Task requirements:
a: In the abstract on antibiotic combinations against P. aeruginosa, how many multiple-resistant strains were tested?
b: Say whether each statement agrees with the abstract on antibiotic combinations against P. aeruginosa, answering yes or no and quoting the words that decide it: (i) The combinations were tested with the checkerboard technique. (ii) Combination antibiotic treatment is preferred in nosocomial P. aeruginosa infections. (iii) Every strain tested was multiple-resistant.
c: Write the next part of the abstract on antibiotic combinations against P. aeruginosa, starting after its last sentence.

Provided text:
=-=-=-=-=
Abstract
Purpose
Combination antibiotic treatment is preferred in nosocomial infections caused by Pseudomonas aeruginosa (P. aeruginosa). In vitro synergism tests were used to choose the combinations which might be used in clinic. The aim of this study was to investigate the synergistic efficacy of synergistic antibiotic combinations in multidrug resistant P. aeruginosa strains.
Materials and Methods
Synergistic efficacies of ceftazidime-tobramycin, piperacillin/tazobactam-tobramycin, imipenem-tobramycin, imipenem-isepamycin, imipenem-ciprofloxacin and ciprofloxacin-tobramycin combinations were investigated by checkerboard technique in 12 multiple-resistant and 13 susceptible P. aeruginosa strains.
=-=-=-=-=
Supplied records:
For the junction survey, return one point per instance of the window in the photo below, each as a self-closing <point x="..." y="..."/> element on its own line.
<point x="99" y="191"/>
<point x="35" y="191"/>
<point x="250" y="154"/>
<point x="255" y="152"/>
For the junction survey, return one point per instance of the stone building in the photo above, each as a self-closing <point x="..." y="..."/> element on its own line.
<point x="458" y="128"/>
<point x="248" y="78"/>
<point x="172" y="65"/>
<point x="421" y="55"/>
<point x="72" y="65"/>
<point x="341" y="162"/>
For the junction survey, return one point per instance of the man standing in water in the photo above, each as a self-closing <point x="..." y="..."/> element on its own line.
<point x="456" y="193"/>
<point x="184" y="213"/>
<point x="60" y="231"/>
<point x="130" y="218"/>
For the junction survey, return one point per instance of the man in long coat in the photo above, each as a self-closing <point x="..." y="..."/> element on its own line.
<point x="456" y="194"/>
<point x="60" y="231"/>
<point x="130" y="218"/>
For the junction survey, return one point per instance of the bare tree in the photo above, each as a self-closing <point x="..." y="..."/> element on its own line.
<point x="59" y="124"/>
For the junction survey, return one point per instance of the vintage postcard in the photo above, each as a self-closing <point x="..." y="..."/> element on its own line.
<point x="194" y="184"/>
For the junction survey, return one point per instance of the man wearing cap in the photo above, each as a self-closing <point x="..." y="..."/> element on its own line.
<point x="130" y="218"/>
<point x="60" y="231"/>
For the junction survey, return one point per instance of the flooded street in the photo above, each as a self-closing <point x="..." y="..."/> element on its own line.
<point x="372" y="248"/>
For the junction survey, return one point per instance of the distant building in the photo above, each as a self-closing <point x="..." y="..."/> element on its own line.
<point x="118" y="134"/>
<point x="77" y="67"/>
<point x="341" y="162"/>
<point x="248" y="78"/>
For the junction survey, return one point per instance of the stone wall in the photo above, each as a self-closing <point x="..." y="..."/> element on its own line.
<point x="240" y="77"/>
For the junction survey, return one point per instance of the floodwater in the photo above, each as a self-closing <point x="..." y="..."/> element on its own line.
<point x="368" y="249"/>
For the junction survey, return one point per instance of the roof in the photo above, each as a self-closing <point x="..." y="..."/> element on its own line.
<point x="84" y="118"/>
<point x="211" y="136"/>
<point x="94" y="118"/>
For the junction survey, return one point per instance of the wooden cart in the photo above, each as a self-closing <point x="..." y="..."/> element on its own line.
=-=-=-=-=
Answers to the tasks:
a: 12

b:
(i) Yes: "investigated by checkerboard technique"
(ii) Yes: "Combination antibiotic treatment is preferred in nosocomial infections caused by Pseudomonas aeruginosa"
(iii) No: "12 multiple-resistant and 13 susceptible P. aeruginosa strains"

c:
Results
The ratios of synergy were observed in ceftazidime-tobramycin and piperacillin/tazobactam-tobramycin combinations as 67%, and 50%, respectively, in resistant strains, whereas synergy was not detected in other combinations. The ratios of synergy were observed in ceftazidime-tobramycin, piperacillin/tazobactam-tobramycin, imipenem-tobramycin, imipenem-ciprofloxacin and imipenem-isepamycin combinations as 31%, 46%, 15%, 8%, 8%, and respectively, in susceptible strains, whereas synergy was not detected in ciprofloxacin-tobramycin combination. Antagonism was not observed in any of the combinations.
Conclusion
Although the synergistic ratios were high in combinations with ceftazidime or piperacillin/tazobactam and tobramycin, the concentrations in these combinations could not usually reach clinically available levels. Thus, the solution of the problems caused by multiple resistant P. aeruginosa should be based on the prevention of the development of resistance and spread of the causative agent between patients.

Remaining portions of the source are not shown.